PROBLÈMES –
(1) Quelles personnes ayant participé au film la critique de film nomme-t-elle, et quel rôle a chacune ?
(2) Répondez à ces questions sur la critique de film :
(a) Quel métier exerce Bigna ?
(b) Dans quel ordre le film a-t-il été tourné ?
(c) À quel moment de la journée les scènes se déroulent-elles souvent ?
(3) Recopiez le passage de la critique de film qui commence aux mots « Tourné dans la » et s'arrête après « son mystérieux magnétisme. », en remplaçant « personnages » par « protagonistes ».

------ TEXTE FOURNI

Suffisamment rares sont les films venus d’Helvétie pour que celui-ci retienne l’attention. Ce troisième long-métrage de fiction du réalisateur et scénariste Jan Gassmann nous entraîne dans le sillage d’un amour prenant naissance sous la forme d’une passion charnelle. Comment deux comètes erratiques - la jeune sismologue Bigna, incarnée de façon assez saisissante par la belle et intense Valentina Di Pace, et le DJ noctambule Frank, campé par Dominik Fellmann -, en viennent à se joindre, se conjoindre, puis se détacher, pour mieux se retrouver, s’éloigner à nouveau, et se retrouver encore, en un mouvement de va-et-vient aussi fatal que la succession des marées…

Tourné dans la chronologie des événements, au rythme des saisons calendaires et amoureuses, le film prend le temps nécessaire à l’examen d’un tel enchaînement. Aucune tentative d’explication d’ordre psychologique, aucun dévoilement du passé des personnages, ces derniers sont saisis au présent, observés de près par la caméra précise de Yunus Roy Imer, comme des grands corps célestes pris dans leurs mouvements d’attraction et de répulsion au sein d’un univers régi par les lois de la gravitation universelle. D’ailleurs, comme pour l’observation des étoiles, les scènes sont souvent nocturnes, donnant au rayonnement lunaire tout son mystérieux magnétisme.

------------
------ RELEVÉ

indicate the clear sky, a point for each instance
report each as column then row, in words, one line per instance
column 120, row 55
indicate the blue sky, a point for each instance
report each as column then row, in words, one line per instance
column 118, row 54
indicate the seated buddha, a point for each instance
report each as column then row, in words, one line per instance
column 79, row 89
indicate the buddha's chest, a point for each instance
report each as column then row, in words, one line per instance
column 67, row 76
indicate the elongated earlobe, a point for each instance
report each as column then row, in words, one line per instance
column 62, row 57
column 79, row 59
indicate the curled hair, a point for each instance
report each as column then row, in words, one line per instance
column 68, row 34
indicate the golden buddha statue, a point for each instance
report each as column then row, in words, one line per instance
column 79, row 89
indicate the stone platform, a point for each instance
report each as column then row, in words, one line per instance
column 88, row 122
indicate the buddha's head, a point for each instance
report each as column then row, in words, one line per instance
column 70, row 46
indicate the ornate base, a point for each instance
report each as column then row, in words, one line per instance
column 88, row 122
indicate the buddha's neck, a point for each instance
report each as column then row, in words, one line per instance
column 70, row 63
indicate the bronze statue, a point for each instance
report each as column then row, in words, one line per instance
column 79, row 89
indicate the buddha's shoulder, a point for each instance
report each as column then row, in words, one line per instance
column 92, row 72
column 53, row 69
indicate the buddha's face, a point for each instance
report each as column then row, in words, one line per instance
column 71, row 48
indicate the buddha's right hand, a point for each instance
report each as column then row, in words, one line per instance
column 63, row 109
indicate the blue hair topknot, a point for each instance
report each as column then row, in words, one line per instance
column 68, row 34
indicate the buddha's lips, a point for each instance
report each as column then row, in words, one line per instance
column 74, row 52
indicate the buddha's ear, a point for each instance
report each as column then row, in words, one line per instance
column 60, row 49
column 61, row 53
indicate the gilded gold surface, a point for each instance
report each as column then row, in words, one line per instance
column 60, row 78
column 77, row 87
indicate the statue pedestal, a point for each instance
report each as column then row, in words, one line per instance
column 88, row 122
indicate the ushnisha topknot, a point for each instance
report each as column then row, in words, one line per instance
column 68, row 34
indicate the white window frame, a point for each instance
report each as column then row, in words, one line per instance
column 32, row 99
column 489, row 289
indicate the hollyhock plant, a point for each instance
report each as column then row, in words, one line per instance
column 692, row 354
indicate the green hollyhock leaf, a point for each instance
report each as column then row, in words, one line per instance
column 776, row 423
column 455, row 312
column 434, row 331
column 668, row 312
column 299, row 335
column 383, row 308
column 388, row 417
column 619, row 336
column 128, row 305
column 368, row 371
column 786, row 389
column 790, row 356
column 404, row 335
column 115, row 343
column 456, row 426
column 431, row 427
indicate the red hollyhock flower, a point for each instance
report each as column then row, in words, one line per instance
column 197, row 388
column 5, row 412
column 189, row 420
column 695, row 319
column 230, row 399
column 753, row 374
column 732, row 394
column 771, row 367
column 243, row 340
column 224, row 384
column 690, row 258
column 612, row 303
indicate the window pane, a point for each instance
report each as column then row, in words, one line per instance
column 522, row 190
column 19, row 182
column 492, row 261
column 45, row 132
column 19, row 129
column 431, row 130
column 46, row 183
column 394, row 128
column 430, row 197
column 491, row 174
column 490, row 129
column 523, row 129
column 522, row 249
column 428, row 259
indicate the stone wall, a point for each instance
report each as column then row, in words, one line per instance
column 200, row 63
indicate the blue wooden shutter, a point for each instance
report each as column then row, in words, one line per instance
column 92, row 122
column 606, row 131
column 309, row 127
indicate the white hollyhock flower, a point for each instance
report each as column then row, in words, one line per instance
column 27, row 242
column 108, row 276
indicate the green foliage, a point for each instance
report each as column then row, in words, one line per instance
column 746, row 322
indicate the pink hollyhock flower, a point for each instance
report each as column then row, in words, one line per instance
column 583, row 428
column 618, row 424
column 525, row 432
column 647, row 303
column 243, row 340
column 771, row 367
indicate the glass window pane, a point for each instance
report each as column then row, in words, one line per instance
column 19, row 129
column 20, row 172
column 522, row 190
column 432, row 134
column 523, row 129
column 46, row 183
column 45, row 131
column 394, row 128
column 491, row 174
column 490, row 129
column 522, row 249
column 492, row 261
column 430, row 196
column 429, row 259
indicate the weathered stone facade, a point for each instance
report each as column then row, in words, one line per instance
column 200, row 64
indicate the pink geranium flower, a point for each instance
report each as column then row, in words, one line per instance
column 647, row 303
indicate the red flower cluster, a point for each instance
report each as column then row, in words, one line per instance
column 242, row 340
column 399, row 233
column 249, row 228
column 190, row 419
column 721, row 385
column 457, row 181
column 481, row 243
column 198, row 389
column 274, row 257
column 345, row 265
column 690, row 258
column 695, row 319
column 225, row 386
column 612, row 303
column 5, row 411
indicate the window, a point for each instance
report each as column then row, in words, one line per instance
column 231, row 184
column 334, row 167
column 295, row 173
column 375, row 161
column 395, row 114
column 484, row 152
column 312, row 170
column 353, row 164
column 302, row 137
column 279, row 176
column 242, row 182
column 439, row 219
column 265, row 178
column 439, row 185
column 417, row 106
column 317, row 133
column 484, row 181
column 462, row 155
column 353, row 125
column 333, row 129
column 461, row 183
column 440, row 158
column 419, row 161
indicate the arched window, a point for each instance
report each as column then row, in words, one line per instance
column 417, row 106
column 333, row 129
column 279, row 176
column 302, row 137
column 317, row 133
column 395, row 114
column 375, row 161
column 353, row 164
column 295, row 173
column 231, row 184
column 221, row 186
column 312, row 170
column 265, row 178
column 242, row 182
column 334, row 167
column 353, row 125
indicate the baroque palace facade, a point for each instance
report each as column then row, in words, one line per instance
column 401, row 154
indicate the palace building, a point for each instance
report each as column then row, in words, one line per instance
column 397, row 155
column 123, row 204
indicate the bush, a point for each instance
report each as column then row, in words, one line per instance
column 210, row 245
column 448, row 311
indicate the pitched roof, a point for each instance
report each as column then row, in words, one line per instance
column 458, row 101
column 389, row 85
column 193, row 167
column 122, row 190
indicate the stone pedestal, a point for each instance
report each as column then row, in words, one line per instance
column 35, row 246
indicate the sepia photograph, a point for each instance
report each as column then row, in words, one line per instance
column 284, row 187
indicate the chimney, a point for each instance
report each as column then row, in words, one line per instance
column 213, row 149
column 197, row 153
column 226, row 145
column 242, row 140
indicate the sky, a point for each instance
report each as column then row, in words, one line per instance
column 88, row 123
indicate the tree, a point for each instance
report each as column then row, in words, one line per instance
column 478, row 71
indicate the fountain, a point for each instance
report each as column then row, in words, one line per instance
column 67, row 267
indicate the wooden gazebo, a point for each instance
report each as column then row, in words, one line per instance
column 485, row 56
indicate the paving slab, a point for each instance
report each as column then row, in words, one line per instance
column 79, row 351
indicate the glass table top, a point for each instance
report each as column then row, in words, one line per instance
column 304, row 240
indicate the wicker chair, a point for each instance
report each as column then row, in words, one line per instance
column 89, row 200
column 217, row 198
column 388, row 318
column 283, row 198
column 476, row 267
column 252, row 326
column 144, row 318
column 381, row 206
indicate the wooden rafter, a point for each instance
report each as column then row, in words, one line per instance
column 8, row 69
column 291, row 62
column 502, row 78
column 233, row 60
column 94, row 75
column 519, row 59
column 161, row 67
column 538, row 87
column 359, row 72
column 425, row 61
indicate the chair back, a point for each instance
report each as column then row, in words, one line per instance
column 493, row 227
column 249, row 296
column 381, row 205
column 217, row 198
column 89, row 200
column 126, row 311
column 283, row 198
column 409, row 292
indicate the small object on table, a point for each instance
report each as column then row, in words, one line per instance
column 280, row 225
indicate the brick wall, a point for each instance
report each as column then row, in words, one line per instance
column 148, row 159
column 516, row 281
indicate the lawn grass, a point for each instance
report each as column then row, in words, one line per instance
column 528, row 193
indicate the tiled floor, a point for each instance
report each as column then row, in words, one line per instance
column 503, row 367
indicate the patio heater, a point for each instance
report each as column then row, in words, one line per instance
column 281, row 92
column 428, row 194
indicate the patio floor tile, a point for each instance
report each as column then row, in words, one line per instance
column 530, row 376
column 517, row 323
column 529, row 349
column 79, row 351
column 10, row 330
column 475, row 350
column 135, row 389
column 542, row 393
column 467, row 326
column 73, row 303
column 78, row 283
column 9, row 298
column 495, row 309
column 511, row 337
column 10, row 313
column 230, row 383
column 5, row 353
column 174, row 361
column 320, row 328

------------

CORRIGÉ –
(1)
- Jan Gassmann : réalisateur et scénariste
- Valentina Di Pace : incarne Bigna
- Dominik Fellmann : campe Frank
- Yunus Roy Imer : tient la caméra

(2)
(a) Elle est sismologue.
(b) Il a été tourné dans la chronologie des événements.
(c) Elles sont souvent nocturnes.

(3)
Tourné dans la chronologie des événements, au rythme des saisons calendaires et amoureuses, le film prend le temps nécessaire à l’examen d’un tel enchaînement. Aucune tentative d’explication d’ordre psychologique, aucun dévoilement du passé des protagonistes, ces derniers sont saisis au présent, observés de près par la caméra précise de Yunus Roy Imer, comme des grands corps célestes pris dans leurs mouvements d’attraction et de répulsion au sein d’un univers régi par les lois de la gravitation universelle. D’ailleurs, comme pour l’observation des étoiles, les scènes sont souvent nocturnes, donnant au rayonnement lunaire tout son mystérieux magnétisme.